## Exercise directions:
Only the line containing "Where can you spot the boat" and the lines after it, through the end of the entries, should be output exactly.

Data: Begin

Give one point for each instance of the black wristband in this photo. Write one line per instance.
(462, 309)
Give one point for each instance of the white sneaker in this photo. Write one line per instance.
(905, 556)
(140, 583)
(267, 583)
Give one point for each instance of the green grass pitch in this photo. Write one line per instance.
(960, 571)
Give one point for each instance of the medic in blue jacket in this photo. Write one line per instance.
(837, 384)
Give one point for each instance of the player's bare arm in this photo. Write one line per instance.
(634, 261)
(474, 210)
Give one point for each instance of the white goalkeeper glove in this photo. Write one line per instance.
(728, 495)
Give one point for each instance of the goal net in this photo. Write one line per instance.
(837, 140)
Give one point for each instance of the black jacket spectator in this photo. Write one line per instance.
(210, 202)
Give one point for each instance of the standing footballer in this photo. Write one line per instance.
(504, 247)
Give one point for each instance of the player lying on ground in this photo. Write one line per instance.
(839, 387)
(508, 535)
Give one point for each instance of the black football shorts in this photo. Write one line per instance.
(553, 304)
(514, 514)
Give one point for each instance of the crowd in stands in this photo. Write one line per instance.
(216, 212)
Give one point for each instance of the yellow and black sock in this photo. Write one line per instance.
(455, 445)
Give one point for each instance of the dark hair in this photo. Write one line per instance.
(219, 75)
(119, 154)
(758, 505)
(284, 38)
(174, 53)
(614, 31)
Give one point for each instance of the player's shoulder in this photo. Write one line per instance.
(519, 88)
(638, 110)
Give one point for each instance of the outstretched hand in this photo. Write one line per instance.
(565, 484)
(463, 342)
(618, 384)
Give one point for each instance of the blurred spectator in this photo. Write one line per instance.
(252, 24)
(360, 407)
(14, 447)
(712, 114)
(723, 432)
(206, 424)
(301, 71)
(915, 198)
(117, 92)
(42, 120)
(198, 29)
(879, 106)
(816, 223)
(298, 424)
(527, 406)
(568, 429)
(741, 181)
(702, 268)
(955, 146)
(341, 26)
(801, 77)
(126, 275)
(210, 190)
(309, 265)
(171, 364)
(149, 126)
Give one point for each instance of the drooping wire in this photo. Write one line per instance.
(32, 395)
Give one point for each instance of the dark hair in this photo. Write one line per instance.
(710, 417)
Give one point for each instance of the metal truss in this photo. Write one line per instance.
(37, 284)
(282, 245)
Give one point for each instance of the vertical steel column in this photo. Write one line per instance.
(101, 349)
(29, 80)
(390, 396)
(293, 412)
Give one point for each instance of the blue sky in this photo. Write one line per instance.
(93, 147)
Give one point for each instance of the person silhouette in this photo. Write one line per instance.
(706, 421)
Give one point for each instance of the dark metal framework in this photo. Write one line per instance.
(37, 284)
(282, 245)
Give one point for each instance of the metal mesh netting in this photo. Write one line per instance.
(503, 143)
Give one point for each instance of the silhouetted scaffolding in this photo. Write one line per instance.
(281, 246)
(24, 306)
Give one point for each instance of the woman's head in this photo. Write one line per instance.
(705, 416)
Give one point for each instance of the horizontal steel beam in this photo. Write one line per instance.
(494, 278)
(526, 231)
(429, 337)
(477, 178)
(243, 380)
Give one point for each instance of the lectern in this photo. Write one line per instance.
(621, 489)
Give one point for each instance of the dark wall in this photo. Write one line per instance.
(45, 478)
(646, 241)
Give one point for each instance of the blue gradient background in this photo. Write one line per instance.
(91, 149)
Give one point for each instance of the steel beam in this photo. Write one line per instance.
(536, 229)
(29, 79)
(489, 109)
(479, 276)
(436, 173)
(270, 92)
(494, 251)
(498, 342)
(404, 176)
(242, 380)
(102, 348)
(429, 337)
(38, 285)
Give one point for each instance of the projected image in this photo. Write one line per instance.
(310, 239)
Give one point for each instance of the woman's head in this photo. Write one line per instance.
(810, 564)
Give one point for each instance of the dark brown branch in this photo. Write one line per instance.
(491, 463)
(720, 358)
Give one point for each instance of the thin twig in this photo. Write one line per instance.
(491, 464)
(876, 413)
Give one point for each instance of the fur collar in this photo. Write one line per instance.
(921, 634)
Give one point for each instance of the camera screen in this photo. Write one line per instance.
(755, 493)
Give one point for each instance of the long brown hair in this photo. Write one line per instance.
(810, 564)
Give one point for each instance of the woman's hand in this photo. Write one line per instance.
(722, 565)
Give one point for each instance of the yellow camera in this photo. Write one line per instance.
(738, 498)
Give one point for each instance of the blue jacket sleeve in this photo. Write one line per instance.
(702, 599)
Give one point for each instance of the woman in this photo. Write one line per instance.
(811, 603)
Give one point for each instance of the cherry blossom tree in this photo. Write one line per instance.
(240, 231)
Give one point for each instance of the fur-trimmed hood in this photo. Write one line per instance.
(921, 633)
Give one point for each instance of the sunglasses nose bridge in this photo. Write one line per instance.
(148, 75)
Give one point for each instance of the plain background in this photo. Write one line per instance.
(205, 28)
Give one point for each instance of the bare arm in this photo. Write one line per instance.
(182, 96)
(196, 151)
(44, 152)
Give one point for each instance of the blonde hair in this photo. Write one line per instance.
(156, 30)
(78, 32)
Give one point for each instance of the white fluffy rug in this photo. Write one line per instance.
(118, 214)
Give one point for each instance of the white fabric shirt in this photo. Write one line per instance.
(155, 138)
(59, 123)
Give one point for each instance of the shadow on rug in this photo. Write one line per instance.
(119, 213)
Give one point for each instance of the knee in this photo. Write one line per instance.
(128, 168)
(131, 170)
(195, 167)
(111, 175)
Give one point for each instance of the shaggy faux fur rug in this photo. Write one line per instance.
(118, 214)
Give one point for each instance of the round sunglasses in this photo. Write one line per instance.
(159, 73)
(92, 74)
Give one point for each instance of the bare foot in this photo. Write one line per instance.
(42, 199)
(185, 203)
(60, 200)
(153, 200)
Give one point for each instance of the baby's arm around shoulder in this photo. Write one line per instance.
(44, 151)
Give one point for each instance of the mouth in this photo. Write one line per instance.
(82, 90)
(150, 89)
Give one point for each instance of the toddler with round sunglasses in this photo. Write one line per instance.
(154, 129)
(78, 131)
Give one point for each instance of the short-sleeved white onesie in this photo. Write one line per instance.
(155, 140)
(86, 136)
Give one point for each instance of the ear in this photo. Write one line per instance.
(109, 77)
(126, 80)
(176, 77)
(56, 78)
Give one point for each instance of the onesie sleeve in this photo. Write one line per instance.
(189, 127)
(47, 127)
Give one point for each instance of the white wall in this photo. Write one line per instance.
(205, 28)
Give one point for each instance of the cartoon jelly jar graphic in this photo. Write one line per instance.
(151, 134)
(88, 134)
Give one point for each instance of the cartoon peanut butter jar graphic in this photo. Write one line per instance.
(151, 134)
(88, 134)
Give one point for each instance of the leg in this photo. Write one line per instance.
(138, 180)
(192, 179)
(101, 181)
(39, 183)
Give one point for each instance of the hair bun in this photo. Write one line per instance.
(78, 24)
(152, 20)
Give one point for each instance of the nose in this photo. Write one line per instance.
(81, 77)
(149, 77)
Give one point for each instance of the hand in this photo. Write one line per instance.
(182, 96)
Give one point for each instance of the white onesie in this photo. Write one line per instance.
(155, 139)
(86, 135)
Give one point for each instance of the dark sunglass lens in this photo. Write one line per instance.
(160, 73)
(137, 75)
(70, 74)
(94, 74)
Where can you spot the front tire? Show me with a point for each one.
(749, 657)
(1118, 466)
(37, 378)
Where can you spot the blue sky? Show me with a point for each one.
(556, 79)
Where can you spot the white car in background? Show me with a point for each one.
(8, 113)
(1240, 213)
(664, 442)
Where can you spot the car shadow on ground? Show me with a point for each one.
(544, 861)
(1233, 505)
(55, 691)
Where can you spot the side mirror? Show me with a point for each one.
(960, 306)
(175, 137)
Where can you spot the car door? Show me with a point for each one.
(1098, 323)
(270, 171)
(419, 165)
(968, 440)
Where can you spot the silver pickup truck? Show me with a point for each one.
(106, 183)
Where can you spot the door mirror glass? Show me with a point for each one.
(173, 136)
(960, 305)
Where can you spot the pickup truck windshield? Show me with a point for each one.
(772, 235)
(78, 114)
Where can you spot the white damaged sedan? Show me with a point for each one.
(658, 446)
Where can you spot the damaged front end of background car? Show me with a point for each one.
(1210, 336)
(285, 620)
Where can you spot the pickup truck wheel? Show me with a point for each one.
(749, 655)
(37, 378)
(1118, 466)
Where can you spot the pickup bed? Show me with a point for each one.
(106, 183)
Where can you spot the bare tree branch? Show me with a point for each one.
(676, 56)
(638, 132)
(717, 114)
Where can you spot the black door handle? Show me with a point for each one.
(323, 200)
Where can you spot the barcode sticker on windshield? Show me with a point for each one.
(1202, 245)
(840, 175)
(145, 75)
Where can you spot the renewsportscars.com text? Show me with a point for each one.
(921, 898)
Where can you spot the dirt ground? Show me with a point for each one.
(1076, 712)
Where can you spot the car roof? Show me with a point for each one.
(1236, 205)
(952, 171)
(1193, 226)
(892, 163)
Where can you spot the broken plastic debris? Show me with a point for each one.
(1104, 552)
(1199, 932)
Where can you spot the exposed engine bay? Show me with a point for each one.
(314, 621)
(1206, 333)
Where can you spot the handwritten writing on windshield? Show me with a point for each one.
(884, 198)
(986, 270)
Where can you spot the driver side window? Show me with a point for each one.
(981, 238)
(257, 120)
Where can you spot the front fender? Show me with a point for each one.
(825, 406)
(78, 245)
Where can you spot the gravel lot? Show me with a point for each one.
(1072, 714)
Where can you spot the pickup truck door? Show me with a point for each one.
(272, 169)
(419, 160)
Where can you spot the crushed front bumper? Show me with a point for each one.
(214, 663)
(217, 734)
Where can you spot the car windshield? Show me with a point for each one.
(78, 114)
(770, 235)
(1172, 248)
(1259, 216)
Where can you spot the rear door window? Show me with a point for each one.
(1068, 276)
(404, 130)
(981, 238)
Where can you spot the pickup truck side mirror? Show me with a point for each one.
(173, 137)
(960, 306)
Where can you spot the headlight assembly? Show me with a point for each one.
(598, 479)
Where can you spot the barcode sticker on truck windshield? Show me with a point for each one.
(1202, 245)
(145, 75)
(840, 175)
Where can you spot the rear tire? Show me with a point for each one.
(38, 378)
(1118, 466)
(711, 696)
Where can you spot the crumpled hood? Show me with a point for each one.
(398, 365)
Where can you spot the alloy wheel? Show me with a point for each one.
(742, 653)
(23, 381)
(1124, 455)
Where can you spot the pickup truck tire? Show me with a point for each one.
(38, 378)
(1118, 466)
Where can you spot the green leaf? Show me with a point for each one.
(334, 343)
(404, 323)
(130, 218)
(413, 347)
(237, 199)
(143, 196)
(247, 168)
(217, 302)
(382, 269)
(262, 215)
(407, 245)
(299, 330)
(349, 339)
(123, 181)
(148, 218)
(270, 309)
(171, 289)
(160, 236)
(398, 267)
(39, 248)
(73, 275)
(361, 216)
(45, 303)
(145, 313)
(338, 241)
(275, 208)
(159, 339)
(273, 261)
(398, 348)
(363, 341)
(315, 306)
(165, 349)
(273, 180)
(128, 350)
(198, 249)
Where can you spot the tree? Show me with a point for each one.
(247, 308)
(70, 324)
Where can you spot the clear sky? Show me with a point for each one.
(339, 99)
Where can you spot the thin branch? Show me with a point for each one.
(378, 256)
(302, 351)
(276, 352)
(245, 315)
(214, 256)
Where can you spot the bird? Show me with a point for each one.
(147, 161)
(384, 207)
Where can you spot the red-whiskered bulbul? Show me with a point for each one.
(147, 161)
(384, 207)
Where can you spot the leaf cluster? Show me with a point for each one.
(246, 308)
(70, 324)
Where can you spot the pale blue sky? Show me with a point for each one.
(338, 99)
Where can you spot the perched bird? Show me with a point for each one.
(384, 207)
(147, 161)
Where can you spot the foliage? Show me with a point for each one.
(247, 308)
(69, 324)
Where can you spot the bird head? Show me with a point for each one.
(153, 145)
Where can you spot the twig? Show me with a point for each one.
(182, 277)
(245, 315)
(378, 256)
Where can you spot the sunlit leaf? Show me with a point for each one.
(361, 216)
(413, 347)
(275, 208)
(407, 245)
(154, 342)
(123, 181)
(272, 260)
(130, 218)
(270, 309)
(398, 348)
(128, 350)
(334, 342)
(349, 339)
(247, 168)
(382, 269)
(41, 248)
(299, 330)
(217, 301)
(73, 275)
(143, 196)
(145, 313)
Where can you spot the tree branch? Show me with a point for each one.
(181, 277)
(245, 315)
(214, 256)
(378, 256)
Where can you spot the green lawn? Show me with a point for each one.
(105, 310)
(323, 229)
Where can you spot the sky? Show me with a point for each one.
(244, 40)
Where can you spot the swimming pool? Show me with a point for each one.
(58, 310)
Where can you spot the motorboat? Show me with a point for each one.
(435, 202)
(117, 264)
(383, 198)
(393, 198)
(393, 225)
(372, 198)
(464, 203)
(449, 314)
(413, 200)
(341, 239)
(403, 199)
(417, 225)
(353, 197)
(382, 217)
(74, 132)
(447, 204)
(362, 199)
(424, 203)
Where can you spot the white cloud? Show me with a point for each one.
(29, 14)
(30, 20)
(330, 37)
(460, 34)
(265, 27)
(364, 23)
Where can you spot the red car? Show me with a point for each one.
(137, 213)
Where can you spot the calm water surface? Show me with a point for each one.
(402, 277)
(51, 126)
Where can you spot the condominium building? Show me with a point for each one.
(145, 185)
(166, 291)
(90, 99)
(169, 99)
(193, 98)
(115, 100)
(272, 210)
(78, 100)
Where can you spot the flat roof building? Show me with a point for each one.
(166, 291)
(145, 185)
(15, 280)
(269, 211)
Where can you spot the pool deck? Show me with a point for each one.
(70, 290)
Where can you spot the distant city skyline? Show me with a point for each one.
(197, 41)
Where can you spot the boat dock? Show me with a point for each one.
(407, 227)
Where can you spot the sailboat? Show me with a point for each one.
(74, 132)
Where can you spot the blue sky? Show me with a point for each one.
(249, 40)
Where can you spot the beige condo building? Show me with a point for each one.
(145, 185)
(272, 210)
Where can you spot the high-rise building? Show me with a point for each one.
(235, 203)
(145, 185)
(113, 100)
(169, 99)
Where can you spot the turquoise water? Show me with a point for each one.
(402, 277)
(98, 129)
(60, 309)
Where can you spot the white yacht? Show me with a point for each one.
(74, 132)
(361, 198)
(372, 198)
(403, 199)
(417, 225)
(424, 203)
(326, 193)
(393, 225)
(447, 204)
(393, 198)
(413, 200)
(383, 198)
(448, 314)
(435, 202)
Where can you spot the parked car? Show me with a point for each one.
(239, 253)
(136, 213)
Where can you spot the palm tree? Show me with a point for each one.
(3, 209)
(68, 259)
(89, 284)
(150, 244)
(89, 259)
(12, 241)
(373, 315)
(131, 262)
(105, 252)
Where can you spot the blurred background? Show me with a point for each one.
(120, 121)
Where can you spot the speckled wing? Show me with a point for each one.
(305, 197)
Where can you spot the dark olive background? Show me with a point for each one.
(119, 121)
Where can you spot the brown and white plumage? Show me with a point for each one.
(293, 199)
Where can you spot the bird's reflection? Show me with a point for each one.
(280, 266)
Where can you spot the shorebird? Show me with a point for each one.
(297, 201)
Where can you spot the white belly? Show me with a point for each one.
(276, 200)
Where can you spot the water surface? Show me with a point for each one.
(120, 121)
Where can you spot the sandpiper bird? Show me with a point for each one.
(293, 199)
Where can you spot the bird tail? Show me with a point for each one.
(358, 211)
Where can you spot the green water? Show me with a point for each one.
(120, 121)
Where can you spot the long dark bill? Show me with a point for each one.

Data: End

## Solved problem:
Where can you spot the boat dock? Show me with a point for each one.
(407, 227)
Where can you spot the sailboat? Show me with a point for each one.
(74, 132)
Where can you spot the blue sky? Show me with a point for each one.
(249, 40)
Where can you spot the beige condo building? Show me with a point for each one.
(145, 185)
(272, 210)
Where can you spot the high-rise building? Show me with a point for each one.
(235, 203)
(145, 185)
(113, 100)
(169, 99)
Where can you spot the turquoise water? Show me with a point for each one.
(402, 277)
(98, 129)
(60, 309)
Where can you spot the white yacht? Show me with a point for each one.
(74, 132)
(361, 198)
(372, 198)
(403, 199)
(417, 225)
(424, 203)
(326, 193)
(393, 225)
(447, 204)
(393, 198)
(413, 200)
(383, 198)
(448, 314)
(435, 202)
Where can you spot the parked car? Show me with a point for each one.
(239, 253)
(136, 213)
Where can you spot the palm tree? Show me with a point for each one.
(3, 209)
(68, 259)
(89, 284)
(150, 244)
(89, 259)
(12, 241)
(373, 315)
(131, 262)
(105, 252)
Where can you spot the blurred background? Show me with a point for each one.
(120, 121)
Where can you spot the speckled wing? Show me with a point for each one.
(305, 197)
Where can you spot the dark olive background? Show me with a point for each one.
(119, 121)
Where can you spot the brown and white plumage? Show me with a point for each one.
(293, 199)
Where can you spot the bird's reflection? Show me with a point for each one.
(280, 266)
Where can you spot the shorebird? Show me with a point for each one.
(297, 201)
Where can you spot the white belly? Show me with a point for each one.
(276, 200)
Where can you spot the water surface? Show me with a point for each one.
(120, 121)
Where can you spot the sandpiper bird? Show me with a point for each one.
(293, 199)
Where can you spot the bird tail? Show me with a point for each one.
(358, 211)
Where can you spot the green water? Show me with a point for each one.
(120, 121)
Where can you spot the long dark bill? Show me with a point for each one.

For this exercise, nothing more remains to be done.